Scott Wannberg an American Original

Posted in S.A. Griffin, Scott Wannberg with tags on March 7, 2021 by Scot

My Pal Scott by S.A. Griffin

Most of us, if we are lucky, are talented. We work at our craft, sweat it out, hone it, knock out a few runs, get on base. Sometimes we even knock it out of the park. My pal Scott Wannberg was one of the very few gifted people I have ever met. In the game of cosmic baseball, he was the home run king and could place the ball anywhere he liked. And like the Sultan of Swat himself, he always made it look easy rounding the bases.

Born and raised in Santa Monica, CA, Scott entered the world with poems in his bones. A big man with a bigger heart, Scott held a Masters in creative writing from the University of San Francisco, yet spent his working life in bookstores, primarily at Dutton’s Books in Brentwood for 23 years, where, according Elaine Woo’s obit in the L.A. Times, “he molded the reading habits of a wide assortment of customers and petted every dog that crossed the threshold…”.

- _Supplied information_:
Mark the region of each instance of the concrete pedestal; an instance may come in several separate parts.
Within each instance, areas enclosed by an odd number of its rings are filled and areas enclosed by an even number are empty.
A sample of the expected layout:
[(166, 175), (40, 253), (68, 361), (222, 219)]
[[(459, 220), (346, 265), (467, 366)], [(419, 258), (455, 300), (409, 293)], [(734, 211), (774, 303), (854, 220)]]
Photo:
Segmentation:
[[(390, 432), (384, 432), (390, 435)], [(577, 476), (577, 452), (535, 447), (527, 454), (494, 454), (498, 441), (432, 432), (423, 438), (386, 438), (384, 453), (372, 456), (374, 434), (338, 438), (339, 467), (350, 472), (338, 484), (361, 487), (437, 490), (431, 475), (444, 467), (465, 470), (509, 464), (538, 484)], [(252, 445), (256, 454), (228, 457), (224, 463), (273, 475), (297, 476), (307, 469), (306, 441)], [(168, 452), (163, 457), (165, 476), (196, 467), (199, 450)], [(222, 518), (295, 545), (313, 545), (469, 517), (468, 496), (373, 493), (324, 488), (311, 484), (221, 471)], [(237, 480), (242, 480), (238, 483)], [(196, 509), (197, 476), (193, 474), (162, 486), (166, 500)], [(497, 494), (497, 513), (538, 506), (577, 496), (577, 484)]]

- _Requirement_:
Could you continue the tribute to Scott Wannberg above, picking up right after its last sentence?

- _Exercise response_:
Scott was the source of the river leaving behind thousands of poems in his wake, yet I have no idea how much Scott actually created, nobody does. But what I can tell you is that he was the most alive person I have ever known. Like Van Gogh, obsessively creating with fantastic color, and bold, unique strokes, taking in whatever and whoever was around him channeling his ordinary experience of living into extraordinary poetic language. Notorious for spontaneously writing poems in the moment, and often for folks he’d just met, he’d lay it down with lightning speed scribbling words on napkins, cardboard, paper plates or whatever was handy. I would imagine he must’ve written literally hundreds of poems this way.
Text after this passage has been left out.